» ACTIVITY:
Copy the entire listing, down to the final line, exactly.

» INFORMATION SUPPLIED:

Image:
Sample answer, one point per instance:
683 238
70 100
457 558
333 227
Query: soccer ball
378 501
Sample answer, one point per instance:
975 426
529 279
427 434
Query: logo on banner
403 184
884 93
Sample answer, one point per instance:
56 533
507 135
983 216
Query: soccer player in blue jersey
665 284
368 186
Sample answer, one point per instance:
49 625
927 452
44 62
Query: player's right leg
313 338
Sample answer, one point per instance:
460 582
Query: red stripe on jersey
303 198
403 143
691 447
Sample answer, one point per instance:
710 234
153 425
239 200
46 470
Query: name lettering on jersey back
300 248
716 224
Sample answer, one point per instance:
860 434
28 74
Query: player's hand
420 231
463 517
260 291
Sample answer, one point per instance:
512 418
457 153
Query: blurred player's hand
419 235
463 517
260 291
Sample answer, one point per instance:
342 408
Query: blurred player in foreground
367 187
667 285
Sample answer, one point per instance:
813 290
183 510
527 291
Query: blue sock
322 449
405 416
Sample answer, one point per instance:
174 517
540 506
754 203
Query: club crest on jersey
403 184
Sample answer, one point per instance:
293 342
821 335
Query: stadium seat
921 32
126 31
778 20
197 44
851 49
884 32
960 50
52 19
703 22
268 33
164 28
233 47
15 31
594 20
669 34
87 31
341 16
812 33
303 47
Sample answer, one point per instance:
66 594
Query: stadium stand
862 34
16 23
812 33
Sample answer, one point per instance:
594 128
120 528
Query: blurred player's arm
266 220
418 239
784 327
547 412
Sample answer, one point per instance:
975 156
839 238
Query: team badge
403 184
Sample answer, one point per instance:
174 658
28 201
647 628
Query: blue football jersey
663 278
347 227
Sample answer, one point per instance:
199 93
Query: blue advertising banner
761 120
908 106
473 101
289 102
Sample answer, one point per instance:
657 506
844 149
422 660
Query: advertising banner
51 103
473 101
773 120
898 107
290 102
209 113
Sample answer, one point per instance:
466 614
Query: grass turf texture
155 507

» ANSWER SECTION:
Image:
Sample answer, one point per instance:
683 238
70 100
457 558
333 227
Query: soccer ball
378 501
Sample answer, one point per instance:
975 426
529 279
427 434
Query: logo on banner
403 184
884 93
Sample answer, one point per instance:
56 533
507 135
983 216
Query: soccer player in blue jersey
665 284
368 186
Sample answer, one point per instance:
49 625
927 452
44 62
Query: player's right leg
313 338
Sample answer, one point per instance:
460 582
Query: red stripe on jersey
303 198
403 143
691 447
Sample answer, one point per instance:
710 234
153 425
239 200
46 470
Query: name lettering on jersey back
300 248
716 224
Sample answer, one point per instance:
860 434
28 74
Query: player's hand
420 231
463 517
260 291
Sample answer, one point per instance:
512 418
457 153
Query: blurred player's hand
419 235
463 517
260 291
Sample answer, one point per instance:
342 408
Query: blurred player in foreground
367 187
667 285
Sample answer, one point per instance:
813 290
183 510
527 291
Query: blue sock
322 449
405 416
Sample answer, one point per instance:
174 517
540 506
754 203
Query: club crest on jersey
403 184
Sample answer, one point per instance:
293 342
821 335
Query: stadium seat
921 32
126 31
778 20
197 44
851 49
884 32
960 50
52 19
703 22
268 33
164 28
233 47
15 31
594 20
669 34
87 31
341 16
812 33
303 47
Sample answer, one point per instance:
66 594
Query: stadium stand
862 34
16 23
812 33
Sample answer, one point per instance:
594 128
120 528
Query: blurred player's arm
266 220
418 239
784 327
547 412
Sample answer, one point per instance:
975 156
839 238
Query: team badge
403 184
Sample answer, one point per instance:
174 658
28 201
647 628
Query: blue football jersey
663 278
347 227
Sample answer, one point per instance:
199 93
Query: blue advertising banner
761 120
908 106
473 101
289 102
Sample answer, one point per instance:
657 506
844 149
422 660
Query: advertising banner
51 103
473 101
773 120
898 107
290 102
209 113
Sample answer, one point per instance:
466 614
Query: grass turf texture
155 507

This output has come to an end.